Collected data
+++

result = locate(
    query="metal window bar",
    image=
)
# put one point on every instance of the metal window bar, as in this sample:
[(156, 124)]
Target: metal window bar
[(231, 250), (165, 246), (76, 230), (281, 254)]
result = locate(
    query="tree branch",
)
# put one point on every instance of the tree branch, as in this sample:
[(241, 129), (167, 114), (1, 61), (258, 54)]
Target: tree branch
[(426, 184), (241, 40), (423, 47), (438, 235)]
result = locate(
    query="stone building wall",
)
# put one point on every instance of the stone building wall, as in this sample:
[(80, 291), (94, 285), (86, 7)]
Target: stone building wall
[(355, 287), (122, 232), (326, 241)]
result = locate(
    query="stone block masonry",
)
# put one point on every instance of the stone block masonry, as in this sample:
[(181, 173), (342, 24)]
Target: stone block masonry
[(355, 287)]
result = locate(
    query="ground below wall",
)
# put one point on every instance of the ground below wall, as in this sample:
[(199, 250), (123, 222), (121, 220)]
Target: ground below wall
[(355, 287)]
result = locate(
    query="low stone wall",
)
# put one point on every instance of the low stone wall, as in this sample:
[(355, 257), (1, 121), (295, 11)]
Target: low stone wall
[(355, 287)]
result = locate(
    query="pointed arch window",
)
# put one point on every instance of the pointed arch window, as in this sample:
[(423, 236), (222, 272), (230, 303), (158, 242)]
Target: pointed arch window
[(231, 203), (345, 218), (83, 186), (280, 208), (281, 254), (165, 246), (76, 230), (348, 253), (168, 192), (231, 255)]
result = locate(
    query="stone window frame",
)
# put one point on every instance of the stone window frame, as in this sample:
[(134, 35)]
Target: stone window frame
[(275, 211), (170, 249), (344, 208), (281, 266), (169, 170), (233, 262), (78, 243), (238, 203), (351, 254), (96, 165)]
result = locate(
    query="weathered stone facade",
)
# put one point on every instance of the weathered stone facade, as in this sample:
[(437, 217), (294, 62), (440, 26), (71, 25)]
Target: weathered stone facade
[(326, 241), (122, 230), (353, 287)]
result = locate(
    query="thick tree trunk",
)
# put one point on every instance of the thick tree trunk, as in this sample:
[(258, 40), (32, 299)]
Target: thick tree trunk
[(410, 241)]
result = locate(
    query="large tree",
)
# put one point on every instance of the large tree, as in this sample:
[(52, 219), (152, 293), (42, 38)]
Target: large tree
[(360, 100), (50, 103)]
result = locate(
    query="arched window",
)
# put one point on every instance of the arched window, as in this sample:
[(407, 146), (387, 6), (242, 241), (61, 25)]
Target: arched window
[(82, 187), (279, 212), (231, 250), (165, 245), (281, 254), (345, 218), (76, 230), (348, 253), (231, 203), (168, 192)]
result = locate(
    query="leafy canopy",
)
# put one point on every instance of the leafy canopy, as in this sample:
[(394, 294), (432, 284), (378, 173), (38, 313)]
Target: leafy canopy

+++

Required work
Rewrite the material starting at its first line and ending at the line that contains "[(231, 250), (165, 246), (76, 230), (281, 254)]", changing "metal window bar" to "iron window bar" and keeping everything else the same.

Solution
result = locate(
    query="iron window bar",
    image=
)
# put one point on every instance of the iron window bar, as in this sample:
[(156, 124)]
Target: iron window bar
[(231, 250), (165, 246), (76, 230), (281, 254)]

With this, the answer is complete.